What needs to be done |
Continue the article about Kaspersky Lab's advising role on Watch Dogs, starting right after its last sentence.

Extract to read |
Vitaliy Kamlyuk, Kaspersky Lab's Principal Security Researcher and an advisor to the Watch Dogs development team, explained it to me in simple terms. “Typically, traffic lights are controlled by automated systems,” he said. “And of course all the policies and rules restrict them from connecting to the internet. However, if somebody brings a vulnerable device to work, and for some reason connects to that network, if that device is backdoored, and is connected to the internet via 3G or LTE, then he creates a potential breach to that isolated network of traffic lights system.”

Kamlyuk speaks perfect English with a Russian accent and he was very patient with my questions, but he doesn't seem like the kind of guy with a high tolerance for nonsense. He likes and has played videogames, but says that these days, his job feels sort of like a game, having to solve puzzled of sorts on a daily basis. The company he works for, Kaspersky, is contracted by huge corporations and governments, assisting and consulting them on issues of cyber security. One of their recent contracts of note was the Sochi 2014 Olympic winter games.

Ubisoft approached Kaspersky about a year ago, hoping to make the technical parts of the game seem more realistic. It was right after it released a public report about a cyber threat it discovered called Red October. “It was a massive cyber espionage campaign that involved a number of modules to wiretap all kinds of data from computers, stored files, recorded audio, and video from webcams, and getting data from smartphones attached to the infected system,” Kamlyuk said. “I think that attracted their attention. They came to us and and decided to check with the security industry to make sure the game was more appealing to the players that were more technically advanced.”

None of which means that Watch Dogs is, after his involvement, necessarily realistic. He says the game should be seen more as a warning than something that could happen today, even if similar hacks do occur in the real world. He told me about two cases in Moscow, one in which a system of ATMs was backdoored and easily emptied, and another in which a network of speed cameras in the city numbering in the thousands was taken down in a matter of minutes. It took weeks to recover. It’s nothing on the scale of what’s presented in Watch Dogs, but could happen maybe “five to 10 years in the future,” he said.

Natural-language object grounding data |

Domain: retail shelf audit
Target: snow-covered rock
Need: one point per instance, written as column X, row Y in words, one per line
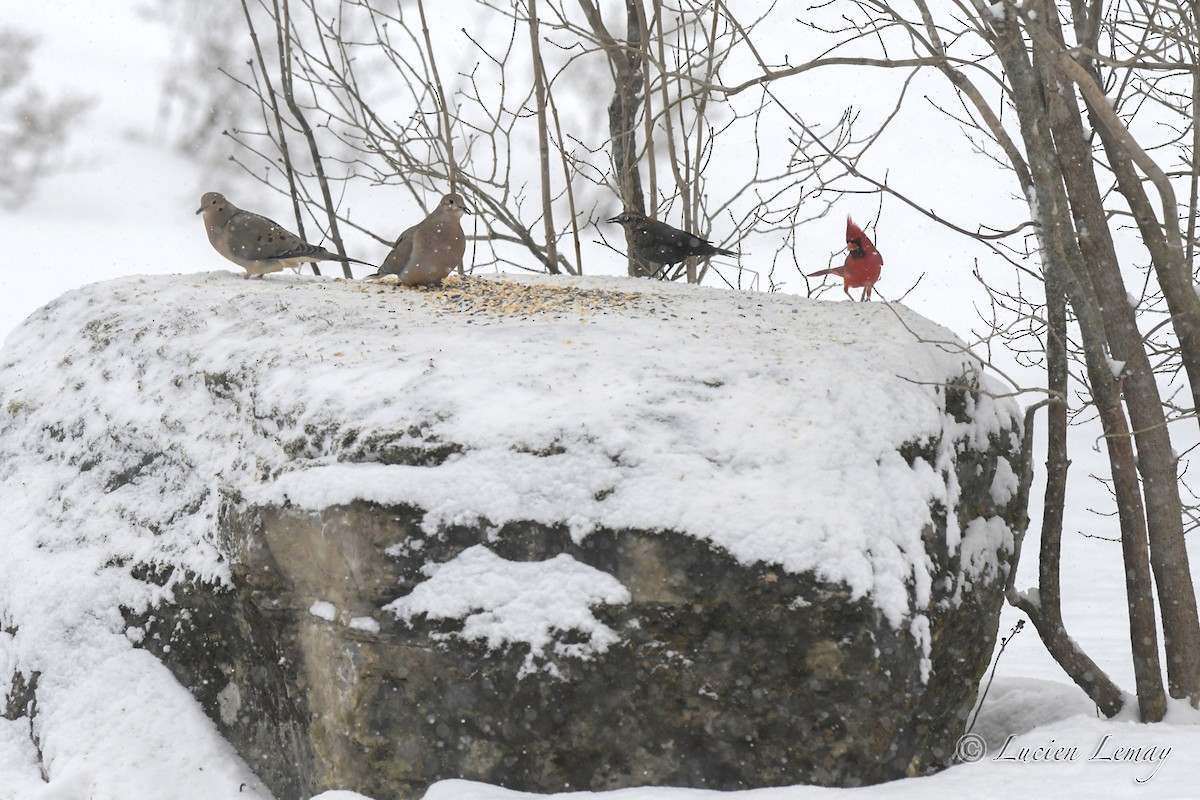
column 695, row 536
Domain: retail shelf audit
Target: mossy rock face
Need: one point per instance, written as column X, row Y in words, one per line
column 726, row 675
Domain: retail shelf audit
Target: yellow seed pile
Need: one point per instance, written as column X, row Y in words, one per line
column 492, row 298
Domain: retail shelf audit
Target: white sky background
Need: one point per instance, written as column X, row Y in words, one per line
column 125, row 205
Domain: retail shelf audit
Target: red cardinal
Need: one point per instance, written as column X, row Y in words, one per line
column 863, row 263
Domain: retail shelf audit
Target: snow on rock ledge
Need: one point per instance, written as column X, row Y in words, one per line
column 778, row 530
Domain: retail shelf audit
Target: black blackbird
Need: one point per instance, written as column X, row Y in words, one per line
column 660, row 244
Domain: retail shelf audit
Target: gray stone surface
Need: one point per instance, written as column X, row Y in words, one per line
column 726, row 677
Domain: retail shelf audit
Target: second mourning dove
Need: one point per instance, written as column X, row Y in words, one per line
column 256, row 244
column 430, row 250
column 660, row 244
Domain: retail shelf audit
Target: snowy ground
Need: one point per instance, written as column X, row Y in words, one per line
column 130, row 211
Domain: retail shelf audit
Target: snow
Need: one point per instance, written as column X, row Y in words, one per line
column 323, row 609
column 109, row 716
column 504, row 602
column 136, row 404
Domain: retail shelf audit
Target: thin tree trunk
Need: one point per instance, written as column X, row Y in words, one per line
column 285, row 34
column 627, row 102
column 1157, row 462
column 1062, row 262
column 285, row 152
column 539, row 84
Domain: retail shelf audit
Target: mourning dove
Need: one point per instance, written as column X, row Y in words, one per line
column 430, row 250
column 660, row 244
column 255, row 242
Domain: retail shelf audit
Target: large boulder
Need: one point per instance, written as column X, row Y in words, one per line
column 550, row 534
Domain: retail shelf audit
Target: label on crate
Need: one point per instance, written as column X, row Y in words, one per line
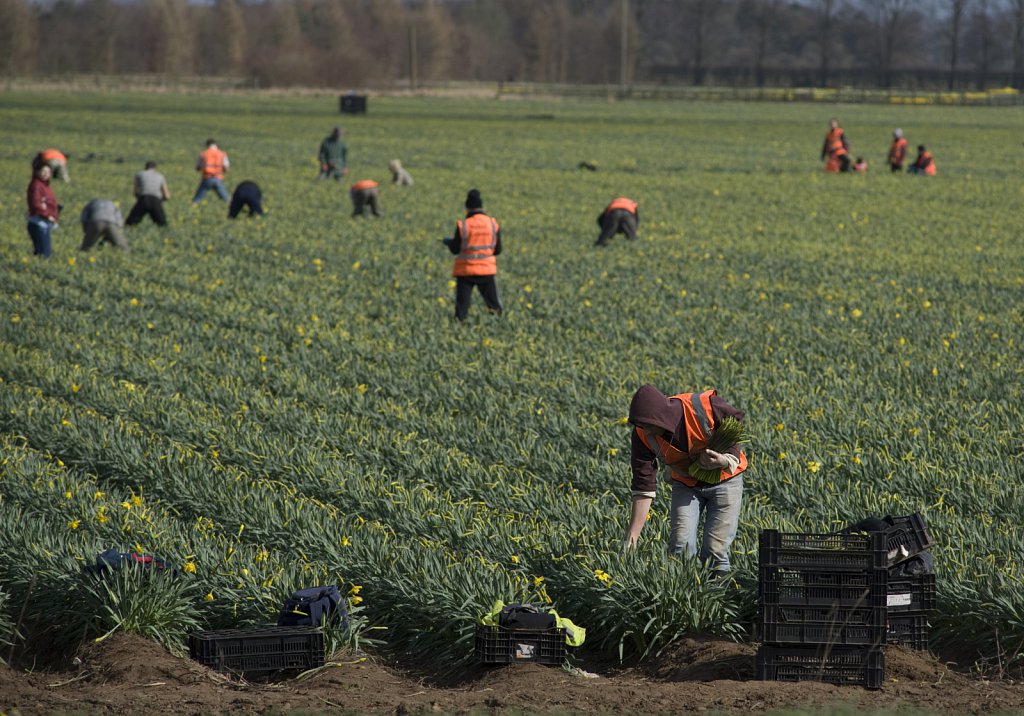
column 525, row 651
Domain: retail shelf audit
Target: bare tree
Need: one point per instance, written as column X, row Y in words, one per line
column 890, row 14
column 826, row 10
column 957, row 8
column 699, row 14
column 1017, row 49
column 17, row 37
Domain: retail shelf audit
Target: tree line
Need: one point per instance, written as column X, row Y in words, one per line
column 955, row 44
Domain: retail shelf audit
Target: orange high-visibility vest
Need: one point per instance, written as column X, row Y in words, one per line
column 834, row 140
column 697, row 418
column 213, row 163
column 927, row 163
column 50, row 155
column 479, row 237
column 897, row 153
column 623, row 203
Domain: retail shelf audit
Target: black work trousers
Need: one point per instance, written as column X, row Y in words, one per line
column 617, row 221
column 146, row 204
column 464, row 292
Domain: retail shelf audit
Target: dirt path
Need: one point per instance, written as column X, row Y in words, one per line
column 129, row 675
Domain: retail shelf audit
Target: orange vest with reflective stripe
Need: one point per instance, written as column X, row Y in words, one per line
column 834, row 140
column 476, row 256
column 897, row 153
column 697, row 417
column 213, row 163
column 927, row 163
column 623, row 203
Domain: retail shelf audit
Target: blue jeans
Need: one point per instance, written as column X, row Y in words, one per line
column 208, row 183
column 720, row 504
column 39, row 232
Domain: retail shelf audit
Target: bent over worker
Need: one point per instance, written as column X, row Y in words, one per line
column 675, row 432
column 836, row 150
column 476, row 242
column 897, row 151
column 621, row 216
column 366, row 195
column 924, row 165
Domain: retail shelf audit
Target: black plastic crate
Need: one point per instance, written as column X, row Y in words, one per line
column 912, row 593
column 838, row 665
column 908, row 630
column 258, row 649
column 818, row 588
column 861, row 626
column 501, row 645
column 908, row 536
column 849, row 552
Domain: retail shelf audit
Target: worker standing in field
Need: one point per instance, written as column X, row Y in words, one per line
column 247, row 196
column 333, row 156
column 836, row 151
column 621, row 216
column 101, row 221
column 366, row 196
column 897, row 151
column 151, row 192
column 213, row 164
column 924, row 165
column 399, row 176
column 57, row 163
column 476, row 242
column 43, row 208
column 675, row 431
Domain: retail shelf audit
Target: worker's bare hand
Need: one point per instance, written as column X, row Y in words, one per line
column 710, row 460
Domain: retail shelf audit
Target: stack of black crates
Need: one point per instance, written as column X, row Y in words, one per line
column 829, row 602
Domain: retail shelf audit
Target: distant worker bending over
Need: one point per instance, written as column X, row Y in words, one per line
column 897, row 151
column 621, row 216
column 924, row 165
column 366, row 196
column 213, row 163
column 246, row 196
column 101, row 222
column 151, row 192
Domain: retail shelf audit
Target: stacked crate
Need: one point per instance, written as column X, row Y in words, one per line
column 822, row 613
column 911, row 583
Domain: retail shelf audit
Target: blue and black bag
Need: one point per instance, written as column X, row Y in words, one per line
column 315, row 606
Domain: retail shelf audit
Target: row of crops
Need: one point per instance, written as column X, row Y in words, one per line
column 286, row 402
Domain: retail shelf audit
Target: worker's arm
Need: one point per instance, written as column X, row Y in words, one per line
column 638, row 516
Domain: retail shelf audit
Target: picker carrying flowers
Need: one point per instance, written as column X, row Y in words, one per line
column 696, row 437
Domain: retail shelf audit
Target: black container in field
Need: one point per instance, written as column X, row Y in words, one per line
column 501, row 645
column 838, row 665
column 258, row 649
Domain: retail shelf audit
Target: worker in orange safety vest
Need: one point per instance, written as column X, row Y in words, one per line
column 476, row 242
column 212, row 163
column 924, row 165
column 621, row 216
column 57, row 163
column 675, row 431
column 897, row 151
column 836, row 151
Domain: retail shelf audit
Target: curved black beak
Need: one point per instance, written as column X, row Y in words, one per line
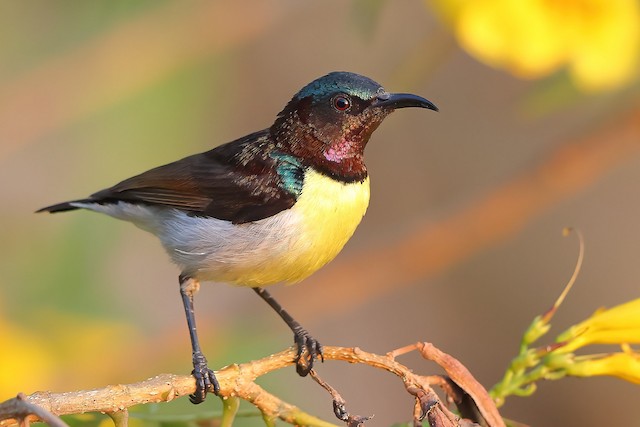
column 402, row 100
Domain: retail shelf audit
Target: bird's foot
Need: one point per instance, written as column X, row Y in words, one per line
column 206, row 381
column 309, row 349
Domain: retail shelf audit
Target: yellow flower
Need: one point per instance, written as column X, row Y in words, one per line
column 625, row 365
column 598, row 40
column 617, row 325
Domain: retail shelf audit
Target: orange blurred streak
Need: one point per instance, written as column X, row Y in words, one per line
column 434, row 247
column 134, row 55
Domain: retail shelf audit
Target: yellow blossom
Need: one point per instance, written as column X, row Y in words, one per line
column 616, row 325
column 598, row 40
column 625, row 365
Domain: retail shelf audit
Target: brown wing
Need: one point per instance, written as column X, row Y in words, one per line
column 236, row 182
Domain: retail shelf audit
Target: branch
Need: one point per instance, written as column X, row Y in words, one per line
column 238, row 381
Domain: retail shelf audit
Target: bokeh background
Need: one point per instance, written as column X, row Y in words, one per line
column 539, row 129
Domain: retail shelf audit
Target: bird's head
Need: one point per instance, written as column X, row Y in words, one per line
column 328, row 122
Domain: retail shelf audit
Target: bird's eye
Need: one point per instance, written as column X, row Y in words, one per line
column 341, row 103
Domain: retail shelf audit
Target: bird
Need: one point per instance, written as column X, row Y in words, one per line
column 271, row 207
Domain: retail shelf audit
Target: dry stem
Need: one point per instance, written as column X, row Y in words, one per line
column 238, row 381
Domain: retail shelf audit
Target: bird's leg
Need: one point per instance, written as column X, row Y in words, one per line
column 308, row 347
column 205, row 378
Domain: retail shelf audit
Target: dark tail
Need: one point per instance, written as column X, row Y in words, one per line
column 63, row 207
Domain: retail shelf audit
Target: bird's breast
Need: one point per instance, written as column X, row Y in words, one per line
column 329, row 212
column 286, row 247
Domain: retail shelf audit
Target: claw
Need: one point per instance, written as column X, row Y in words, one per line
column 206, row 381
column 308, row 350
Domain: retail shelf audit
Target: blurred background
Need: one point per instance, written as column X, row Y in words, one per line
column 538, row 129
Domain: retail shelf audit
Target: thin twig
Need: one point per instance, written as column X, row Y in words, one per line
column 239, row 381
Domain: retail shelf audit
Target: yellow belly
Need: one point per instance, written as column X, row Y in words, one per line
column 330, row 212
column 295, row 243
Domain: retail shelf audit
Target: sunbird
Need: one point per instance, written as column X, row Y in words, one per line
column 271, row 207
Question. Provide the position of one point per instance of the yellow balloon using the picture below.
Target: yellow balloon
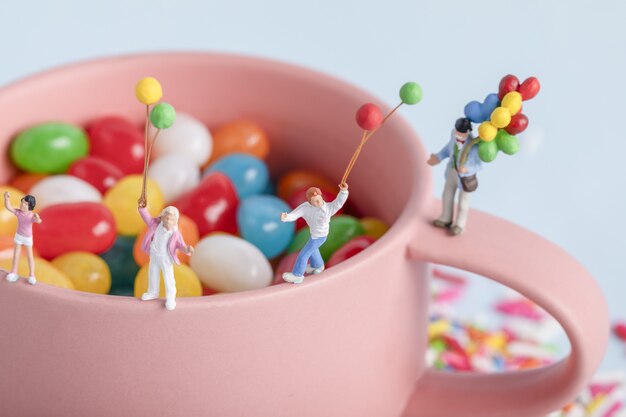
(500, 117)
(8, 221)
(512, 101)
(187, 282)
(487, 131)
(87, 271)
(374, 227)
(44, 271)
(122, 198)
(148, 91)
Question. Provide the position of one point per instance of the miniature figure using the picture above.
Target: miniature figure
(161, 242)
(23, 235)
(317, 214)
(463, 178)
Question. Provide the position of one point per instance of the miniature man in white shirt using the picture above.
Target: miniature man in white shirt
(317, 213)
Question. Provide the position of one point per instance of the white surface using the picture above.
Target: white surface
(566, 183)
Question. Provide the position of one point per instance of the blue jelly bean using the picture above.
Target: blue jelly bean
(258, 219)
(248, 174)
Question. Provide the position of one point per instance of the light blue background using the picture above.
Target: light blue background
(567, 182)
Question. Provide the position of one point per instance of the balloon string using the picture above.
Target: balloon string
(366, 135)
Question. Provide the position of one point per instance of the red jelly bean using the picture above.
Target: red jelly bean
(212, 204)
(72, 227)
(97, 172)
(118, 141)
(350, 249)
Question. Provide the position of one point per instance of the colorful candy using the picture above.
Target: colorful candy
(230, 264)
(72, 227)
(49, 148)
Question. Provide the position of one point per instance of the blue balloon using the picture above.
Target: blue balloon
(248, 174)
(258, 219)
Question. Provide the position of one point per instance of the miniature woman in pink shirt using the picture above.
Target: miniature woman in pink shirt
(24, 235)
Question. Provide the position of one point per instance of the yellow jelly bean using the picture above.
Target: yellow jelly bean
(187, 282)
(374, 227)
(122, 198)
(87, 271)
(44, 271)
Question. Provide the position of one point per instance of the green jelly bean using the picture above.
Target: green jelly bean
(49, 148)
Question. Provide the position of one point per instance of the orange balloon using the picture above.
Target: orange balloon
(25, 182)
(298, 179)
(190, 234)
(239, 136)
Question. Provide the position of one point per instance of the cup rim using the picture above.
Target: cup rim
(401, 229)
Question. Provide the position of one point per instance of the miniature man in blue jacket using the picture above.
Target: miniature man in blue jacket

Written response |
How likely this future is has to do directly with how willing we are to connect and take advantage of these desperate networks. Kamlyuk mentioned the way in which we willingly opt in to this future, for example, by allowing Facebook to turn on the mics on our phones and listen to our surroundings, and with our current fascination with “the internet of things,” which brings more and more devices that were previously offline, online. Governments and private companies are also experimenting with technologies eerily similar to Watch Dogs’ ctOS. For example, Kamlyuk mentions Singapore’s Safe City Test Bed project, which aims to test systems that collect data from CCTV, audio surveillance, and social media.

"Watch Dogs is a good demonstration of how these city management systems can become a real-life threat to others" 

Keiji Yamada, senior vice president and head of NEC Laboratories Singapore, one of the groups participating in Singapore’s Safe City Test Bed, said that data can then be used to “extract some of the symptoms of some accidents or some crimes,” so it can alert the government agencies accordingly.

“[Watch Dogs] is a good demonstration of how these city management systems can become a real-life threat to others,” Kamlyuk said, “because you have a great power in your hands, and you can try it in the game, you can feel what’s available to you, how you can change other people’s lives, people around you. That opens the eyes of many people, I think. They understand that this is actually risky, and if it is implemented, it must be implemented with the top level of security.”